(WORK ITEM): In the records below, find the line containing "Task: Where can the overhanging" and retype it and every line after it exactly, adding nothing.

(GIVEN RECORDS):
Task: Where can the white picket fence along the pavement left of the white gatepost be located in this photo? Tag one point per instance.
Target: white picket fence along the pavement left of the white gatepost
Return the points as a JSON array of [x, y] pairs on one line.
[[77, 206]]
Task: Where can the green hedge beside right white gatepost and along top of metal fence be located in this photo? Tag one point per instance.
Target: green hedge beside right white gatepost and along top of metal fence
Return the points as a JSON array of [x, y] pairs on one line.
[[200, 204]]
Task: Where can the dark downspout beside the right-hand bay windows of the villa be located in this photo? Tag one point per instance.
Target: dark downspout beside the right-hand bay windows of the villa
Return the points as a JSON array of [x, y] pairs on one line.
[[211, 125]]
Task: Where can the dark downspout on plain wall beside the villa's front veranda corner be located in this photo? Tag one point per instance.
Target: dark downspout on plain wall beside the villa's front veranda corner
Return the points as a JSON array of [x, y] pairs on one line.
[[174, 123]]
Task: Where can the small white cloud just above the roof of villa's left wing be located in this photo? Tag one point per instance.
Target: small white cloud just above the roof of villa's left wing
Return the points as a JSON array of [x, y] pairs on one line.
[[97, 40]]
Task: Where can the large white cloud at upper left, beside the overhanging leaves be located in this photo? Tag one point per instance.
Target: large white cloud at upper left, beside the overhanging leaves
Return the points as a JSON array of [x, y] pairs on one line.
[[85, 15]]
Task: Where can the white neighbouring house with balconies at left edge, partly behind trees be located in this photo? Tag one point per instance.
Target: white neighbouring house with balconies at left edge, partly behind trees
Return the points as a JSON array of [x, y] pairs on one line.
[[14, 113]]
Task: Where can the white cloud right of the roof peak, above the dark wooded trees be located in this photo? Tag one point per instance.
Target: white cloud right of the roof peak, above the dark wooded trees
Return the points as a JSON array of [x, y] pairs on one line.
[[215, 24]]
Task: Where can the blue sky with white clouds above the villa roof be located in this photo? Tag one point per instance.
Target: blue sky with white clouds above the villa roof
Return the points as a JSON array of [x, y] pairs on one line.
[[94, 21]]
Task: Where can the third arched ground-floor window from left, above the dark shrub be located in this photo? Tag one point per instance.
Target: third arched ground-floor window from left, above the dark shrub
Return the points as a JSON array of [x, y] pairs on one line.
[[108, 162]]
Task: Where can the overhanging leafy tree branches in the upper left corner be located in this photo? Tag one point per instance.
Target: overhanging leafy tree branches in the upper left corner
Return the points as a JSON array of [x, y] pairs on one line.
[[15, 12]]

(TASK RESPONSE):
Task: Where can the overhanging leafy tree branches in the upper left corner be located in this photo? Tag one point per instance.
Target: overhanging leafy tree branches in the upper left corner
Return the points as a JSON array of [x, y] pairs on one line.
[[15, 12]]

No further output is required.